■ Required task A ■
Reproduce everything in the school lunch article from "BY MARGARET MORGON" down to "effect in September.".
■ Required task B ■
Answer these questions about the school lunch article:
(i) In what month do the new nutrition standards for school meals go into effect?
(ii) What kind of coating will chicken nuggets have?
(iii) At whose conference did the Division of Food and Nutrition provide workshops?
■ Required task C ■
Pick up the school lunch article where it stops and keep writing.

***** Passage *****

BY MARGARET MORGON
When New Jersey’s children head back to school this week, their lunches will be a lot more nutritious than they used to be. New government nutrition standards for school meals go into effect in September.
Rose Tricario, the Director of the Division of Food and Nutrition at the Jersey Department of Agriculture, said, “Lunch menus this year will now feature more fruits and vegetables, more whole grains and only fat-free flavored or 1 percent white milk, and additionally, school districts must meet strict limits on saturated fat and portion size – with special attention to age-appropriate calorie limits.” According to Tricario, some of the menu items children have seen in the past have been reformulated.
“So pizzas might have whole wheat crusts – they will have reduced fat cheese, chicken nuggets will have a whole grain coating…The end result of all this is we’re going to have healthier children who will take what they learn about eating well into their adult lives – we want to teach them to make healthier choices.”
Tricario added, “The staff from the Division of Food and Nutrition has been conducting workshops and webinars to assist food service directors in meeting the new changes, and helping them with compliance…We’ve actually participated with the New Jersey School Nutrition Association at their conference recently and we’ve provided some workshops there to the participants of the conference.”

***** Raw data *****

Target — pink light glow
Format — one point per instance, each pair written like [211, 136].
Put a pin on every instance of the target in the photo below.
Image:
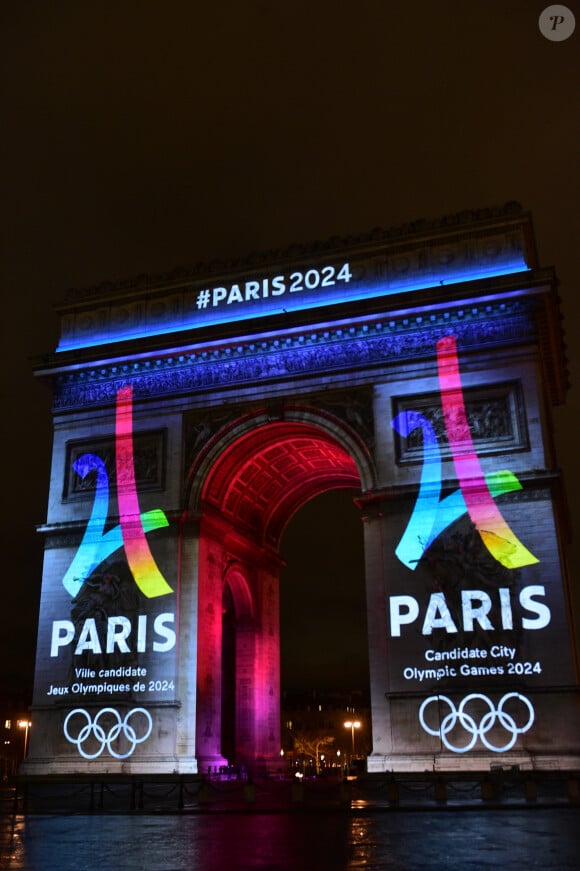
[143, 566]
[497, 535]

*****

■ Exercise output A ■
BY MARGARET MORGON
When New Jersey’s children head back to school this week, their lunches will be a lot more nutritious than they used to be. New government nutrition standards for school meals go into effect in September.

■ Exercise output B ■
(i) September
(ii) A whole grain coating
(iii) The New Jersey School Nutrition Association's

■ Exercise output C ■
The changes will only affect the lunch menu right now, Tricario said. “The prior regulations covering breakfast also had a policy that regulated the snacks being served. These regulations are part of the Healthy Hunger-free Kids Act, and there are different provisions of the Act that will be phased in over time- so next we’ll be talking about changes to breakfasts and snacks as part of this.”
Tricario also stressed, “All these changes involve the entire school community – they involve not only the food service staff, but it involves the faculty, the staff in the schools, the administration and most importantly parents and guardians of the children- so that we incorporate all of the healthy choices – not only at school, but also at home.”
At Sickles Market in Little Silver, Cheri Scolari, a culinary specialist, offers suggestions to parents for easy-to-prepare healthy snacks that are, not only delicious, but visually appetizing to children.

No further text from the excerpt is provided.